**PASSAGE FOR REVIEW**.
◇ ◇ ◇ ◇ ◇
Mercer University, USA

Title: Novel particulate vaccines for infectious diseases

Biography

Martin D’Souza has obtained his PhD degree from the University of Pittsburgh, PA, USA. He is a Professor and Director of Graduate Programs in the College of Pharmacy at Mercer University in Atlanta, Georgia. He also serves as the Director of the Clinical Laboratory and Co-Director of the Center for Drug Delivery Research. He has graduated over 50 PhD students and has published over 100 manuscripts. He has been the recipient of several research grants from the National Institutes of Health (NIH), the American Diabetes Association, the Georgia Cancer Coalition, and Georgia Research Alliance. He serves on several Editorial Boards and is a journal reviewer for over 10 scientific journals and has several patents issued in the area of Nanotechnology.

Abstract

We have been working on designing and developing nanovaccines for infectious diseases at the Nanotechnology Laboratory at Mercer University. In particular, we focus on particulate vaccines that offer several advantages over the traditional vaccines, such as superior vaccine stability, the avoidance of cold-chain requirements, and the ease of manufacture. Further, the overall enhanced immune response due to a combination of factors, such as slow release of antigen from the particles and superior uptake into antigen presenting cells of the immune system, makes particulate vaccines the preferred choice of vaccine delivery. The availability of safe bio-degradable and bio-compatible polymers enhances its suitability for human use. Novel delivery of microparticulate vaccines such as transdermal delivery using microneedles and laser ablation, nasal delivery, buccal delivery, and oral delivery of vaccines, amongst others, will also be discussed. Several examples of successful delivery of particulate vaccines in the areas of infectious diseases such as gonorrhea, RSV, influenza, will be discussed.
◇ ◇ ◇ ◇ ◇
**TASK INSTRUCTIONS**.
Please return the portion of the vaccine passage between "Martin D’Souza has" and "area of Nanotechnology.", inclusive, copied word for word. The items that follow were drawn from a separate data source.

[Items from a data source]
◇ ◇ ◇ ◇ ◇
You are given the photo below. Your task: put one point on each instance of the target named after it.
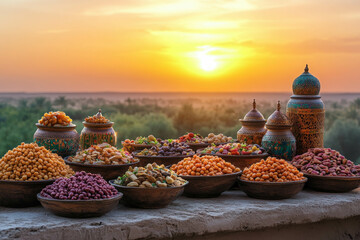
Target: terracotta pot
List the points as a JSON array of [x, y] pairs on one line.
[[97, 133], [62, 140], [279, 141], [253, 127]]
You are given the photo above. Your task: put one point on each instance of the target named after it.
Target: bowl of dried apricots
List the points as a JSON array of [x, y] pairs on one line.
[[272, 179], [208, 176]]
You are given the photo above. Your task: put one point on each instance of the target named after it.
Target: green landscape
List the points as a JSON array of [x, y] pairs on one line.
[[169, 118]]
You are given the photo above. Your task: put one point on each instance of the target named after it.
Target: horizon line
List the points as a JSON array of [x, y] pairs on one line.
[[157, 92]]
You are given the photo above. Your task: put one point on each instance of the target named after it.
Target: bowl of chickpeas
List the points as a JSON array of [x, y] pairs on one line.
[[208, 176], [272, 179], [25, 171]]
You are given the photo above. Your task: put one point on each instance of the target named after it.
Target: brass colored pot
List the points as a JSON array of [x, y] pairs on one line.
[[97, 133], [253, 127]]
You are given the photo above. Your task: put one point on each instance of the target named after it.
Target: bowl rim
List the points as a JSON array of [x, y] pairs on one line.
[[216, 176], [112, 182], [71, 125], [273, 183], [98, 166], [162, 157], [117, 196], [28, 182], [332, 177], [141, 145], [236, 156], [98, 125]]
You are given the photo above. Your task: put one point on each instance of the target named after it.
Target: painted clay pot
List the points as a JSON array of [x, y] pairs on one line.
[[279, 141], [306, 112], [62, 140], [253, 127], [97, 133]]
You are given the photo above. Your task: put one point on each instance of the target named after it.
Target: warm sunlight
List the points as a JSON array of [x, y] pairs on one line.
[[207, 62]]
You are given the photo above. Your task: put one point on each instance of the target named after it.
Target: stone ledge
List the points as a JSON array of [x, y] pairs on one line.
[[233, 211]]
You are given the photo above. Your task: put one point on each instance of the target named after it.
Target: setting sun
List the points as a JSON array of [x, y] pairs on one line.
[[207, 63]]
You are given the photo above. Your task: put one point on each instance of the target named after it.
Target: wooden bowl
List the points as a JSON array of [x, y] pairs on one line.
[[149, 197], [332, 183], [106, 171], [79, 208], [197, 146], [21, 193], [139, 147], [209, 186], [241, 161], [271, 190], [166, 160]]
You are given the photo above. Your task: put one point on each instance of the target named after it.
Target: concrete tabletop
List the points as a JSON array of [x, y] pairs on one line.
[[232, 211]]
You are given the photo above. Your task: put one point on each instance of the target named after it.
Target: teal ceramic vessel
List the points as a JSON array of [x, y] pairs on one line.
[[279, 141], [62, 140], [306, 112]]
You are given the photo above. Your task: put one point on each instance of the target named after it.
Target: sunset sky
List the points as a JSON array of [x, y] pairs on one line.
[[178, 45]]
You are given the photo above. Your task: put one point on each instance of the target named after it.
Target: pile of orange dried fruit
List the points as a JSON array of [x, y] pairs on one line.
[[272, 170], [203, 166], [51, 119], [29, 162]]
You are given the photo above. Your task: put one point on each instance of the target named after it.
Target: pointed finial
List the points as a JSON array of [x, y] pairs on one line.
[[278, 106], [307, 68]]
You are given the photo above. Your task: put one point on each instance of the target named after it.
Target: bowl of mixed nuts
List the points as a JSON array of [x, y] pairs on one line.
[[103, 159], [152, 186]]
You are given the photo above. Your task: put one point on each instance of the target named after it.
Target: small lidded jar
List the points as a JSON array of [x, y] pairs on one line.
[[279, 141], [253, 127], [97, 129]]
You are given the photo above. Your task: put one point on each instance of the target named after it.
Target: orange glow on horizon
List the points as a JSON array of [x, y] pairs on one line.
[[181, 45]]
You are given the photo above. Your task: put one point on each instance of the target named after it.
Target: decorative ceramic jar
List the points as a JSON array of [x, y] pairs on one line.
[[63, 140], [306, 112], [97, 133], [253, 127], [279, 140]]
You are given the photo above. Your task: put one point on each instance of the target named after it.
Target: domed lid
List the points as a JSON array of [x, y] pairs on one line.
[[253, 115], [99, 114], [278, 120], [306, 84]]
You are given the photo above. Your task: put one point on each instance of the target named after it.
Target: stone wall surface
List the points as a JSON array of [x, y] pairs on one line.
[[231, 213]]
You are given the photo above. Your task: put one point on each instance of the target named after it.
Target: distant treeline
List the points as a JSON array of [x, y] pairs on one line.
[[169, 119]]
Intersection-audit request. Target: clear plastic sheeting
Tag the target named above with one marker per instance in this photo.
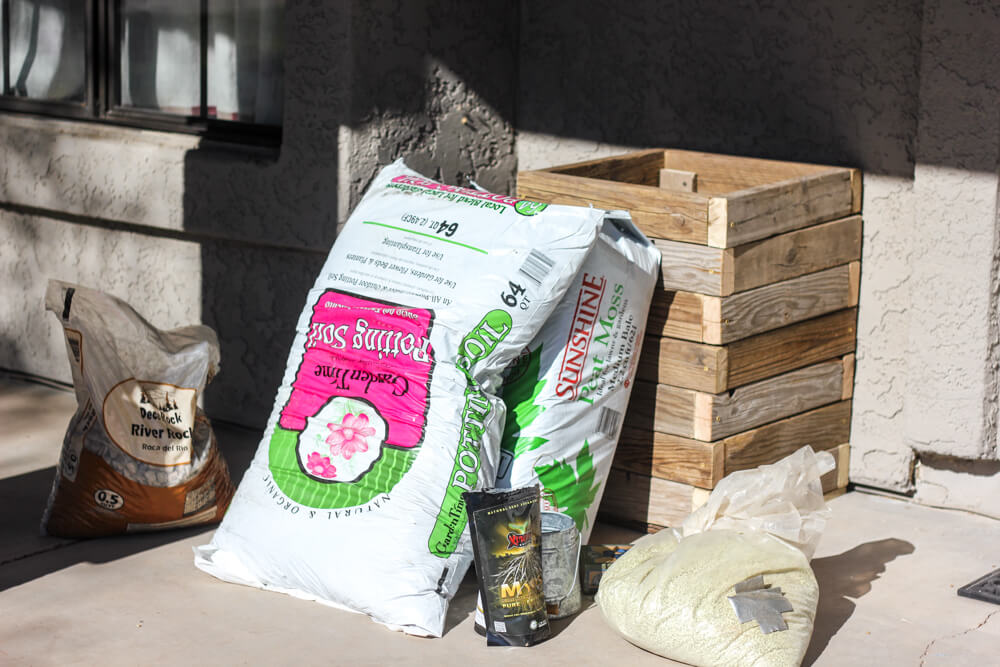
◇ ◇ ◇ ◇ ◇
**ANSWER TO THIS EXERCISE**.
Martin D’Souza has obtained his PhD degree from the University of Pittsburgh, PA, USA. He is a Professor and Director of Graduate Programs in the College of Pharmacy at Mercer University in Atlanta, Georgia. He also serves as the Director of the Clinical Laboratory and Co-Director of the Center for Drug Delivery Research. He has graduated over 50 PhD students and has published over 100 manuscripts. He has been the recipient of several research grants from the National Institutes of Health (NIH), the American Diabetes Association, the Georgia Cancer Coalition, and Georgia Research Alliance. He serves on several Editorial Boards and is a journal reviewer for over 10 scientific journals and has several patents issued in the area of Nanotechnology.